■ SELECTED PASSAGE
Reuse Session Objects Avoid redundant fetches by reusing session objects. Memory cache is very fast.
Test Cache Behavior Test both cache hit and miss scenarios. Verify cache warming and invalidation.
Production Best Practices
Use Shared Cache Configure shared cache directory for multi-process applications to maximize hit rate.
Persistent Storage Mount cache on persistent volumes in Docker/Kubernetes to survive restarts.
Backup Regularly Backup cache database periodically. Test restoration process.
Monitor & Alert Set up monitoring for size, hit rate, disk space, and errors. Alert on issues.
Enable Memory Cache
Ensure memory cache is enabled with appropriate size (100-500 items).
Use SSD Storage
Place SQLite cache on SSD for 10-100x better performance.
Tune SQLite Settings
Increase cache size (20000+ pages), page size (8KB), enable WAL mode.
Optimize Compression
Use level 1-3 for production (fast), 9+ for archival (small).
Warm Cache Proactively
Pre-cache frequently accessed data to eliminate cold starts.
Monitor Hit Rate
Aim for >80% hit rate. If lower, increase cache size or warm more data.
Regular Maintenance
Vacuum weekly, rebuild indexes monthly, clear old data periodically.
Profile & Optimize
Measure access times, identify bottlenecks, optimize based on data.

■ YOUR ASSIGNMENT
Write the next part of the caching best-practices text, continuing after its final entry. The records after this point are separate material and have no connection to the text on caching practices.

■ SUPPLIED DATA
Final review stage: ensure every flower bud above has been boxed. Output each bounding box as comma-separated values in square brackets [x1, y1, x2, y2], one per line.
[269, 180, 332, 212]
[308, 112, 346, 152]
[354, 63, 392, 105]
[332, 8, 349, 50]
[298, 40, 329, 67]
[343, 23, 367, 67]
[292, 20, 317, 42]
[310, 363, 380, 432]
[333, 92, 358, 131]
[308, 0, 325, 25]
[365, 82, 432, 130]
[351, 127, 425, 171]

■ TASK RESULT
Security Best Practices
Set appropriate permissions on cache directory:
Owner: read/write/execute (rwx)
Group: read/execute (r-x)
Others: none (---)
Command: chmod 750 ~/.tif1/cache
For sensitive deployments, encrypt cache:
Use encrypted filesystem (LUKS, BitLocker)
Or encrypt cache database with SQLCipher
Or use application-level encryption
Control who can access cache:
Use separate cache directories per user/application
Set file ownership appropriately
Use SELinux/AppArmor for additional isolation
Log cache access for compliance:
Enable cache debug logging
Log cache operations to audit trail
Monitor for suspicious access patterns
Conclusion
The tif1 caching system is a sophisticated, production-grade solution designed to maximize performance while maintaining data integrity and reliability. By understanding and properly configuring the multi-layer cache architecture, you can achieve:
100-3000x performance improvement for cached data access
Minimal network usage through intelligent caching
Predictable performance with cache warming
Scalability through shared cache and replication
Reliability through automatic corruption detection and cleanup
Key Takeaways
Two-Layer Architecture : Memory cache (fast, volatile) + SQLite cache (persistent, shared)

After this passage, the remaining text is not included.